_Исходные строки_.
__________________________________________________
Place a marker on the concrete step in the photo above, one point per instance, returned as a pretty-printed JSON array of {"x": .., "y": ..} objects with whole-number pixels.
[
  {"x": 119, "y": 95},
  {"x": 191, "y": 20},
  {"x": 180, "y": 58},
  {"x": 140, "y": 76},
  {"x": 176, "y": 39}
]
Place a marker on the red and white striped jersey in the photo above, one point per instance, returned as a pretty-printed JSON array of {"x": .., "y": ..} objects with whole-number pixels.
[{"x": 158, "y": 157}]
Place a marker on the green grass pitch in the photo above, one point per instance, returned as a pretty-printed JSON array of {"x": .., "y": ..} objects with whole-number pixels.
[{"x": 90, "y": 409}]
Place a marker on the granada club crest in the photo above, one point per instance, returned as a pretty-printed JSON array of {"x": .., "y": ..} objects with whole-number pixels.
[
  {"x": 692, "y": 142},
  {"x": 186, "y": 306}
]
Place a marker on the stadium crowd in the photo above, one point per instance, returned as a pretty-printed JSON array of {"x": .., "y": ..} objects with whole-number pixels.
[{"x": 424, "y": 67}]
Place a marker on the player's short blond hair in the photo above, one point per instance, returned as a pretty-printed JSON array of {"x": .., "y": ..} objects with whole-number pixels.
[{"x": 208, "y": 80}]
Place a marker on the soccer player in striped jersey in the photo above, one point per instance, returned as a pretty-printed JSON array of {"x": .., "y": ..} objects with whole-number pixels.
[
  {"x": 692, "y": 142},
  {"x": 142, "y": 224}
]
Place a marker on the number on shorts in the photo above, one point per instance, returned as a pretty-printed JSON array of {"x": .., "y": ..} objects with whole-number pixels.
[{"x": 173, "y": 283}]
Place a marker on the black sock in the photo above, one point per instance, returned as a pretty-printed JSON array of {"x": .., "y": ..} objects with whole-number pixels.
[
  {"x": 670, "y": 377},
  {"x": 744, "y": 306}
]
__________________________________________________
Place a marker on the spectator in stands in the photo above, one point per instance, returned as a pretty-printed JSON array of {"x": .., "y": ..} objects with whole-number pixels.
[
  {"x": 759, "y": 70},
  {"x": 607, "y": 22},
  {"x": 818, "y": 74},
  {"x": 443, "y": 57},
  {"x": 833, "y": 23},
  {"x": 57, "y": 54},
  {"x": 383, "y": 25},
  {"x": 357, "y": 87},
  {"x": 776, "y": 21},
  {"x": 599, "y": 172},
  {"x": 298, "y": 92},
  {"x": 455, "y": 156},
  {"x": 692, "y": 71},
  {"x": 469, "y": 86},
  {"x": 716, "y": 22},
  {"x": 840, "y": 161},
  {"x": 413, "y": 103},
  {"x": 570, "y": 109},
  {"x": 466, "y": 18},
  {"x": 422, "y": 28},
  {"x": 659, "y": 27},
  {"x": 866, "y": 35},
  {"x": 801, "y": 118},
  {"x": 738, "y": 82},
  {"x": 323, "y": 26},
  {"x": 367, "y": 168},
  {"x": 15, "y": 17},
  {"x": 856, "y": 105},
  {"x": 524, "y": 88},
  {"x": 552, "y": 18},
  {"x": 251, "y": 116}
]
__________________________________________________
_Задание_.
Найдите в материале выше все строки, где встречается слово «player», и перепишите каждую из них полностью.

_Результат_.
Place a marker on the player's short blond hair in the photo above, one point per instance, returned as a pretty-printed JSON array of {"x": .., "y": ..} objects with whole-number pixels.
Place a marker on the soccer player in striped jersey in the photo above, one point per instance, returned as a pretty-printed JSON array of {"x": .., "y": ..} objects with whole-number pixels.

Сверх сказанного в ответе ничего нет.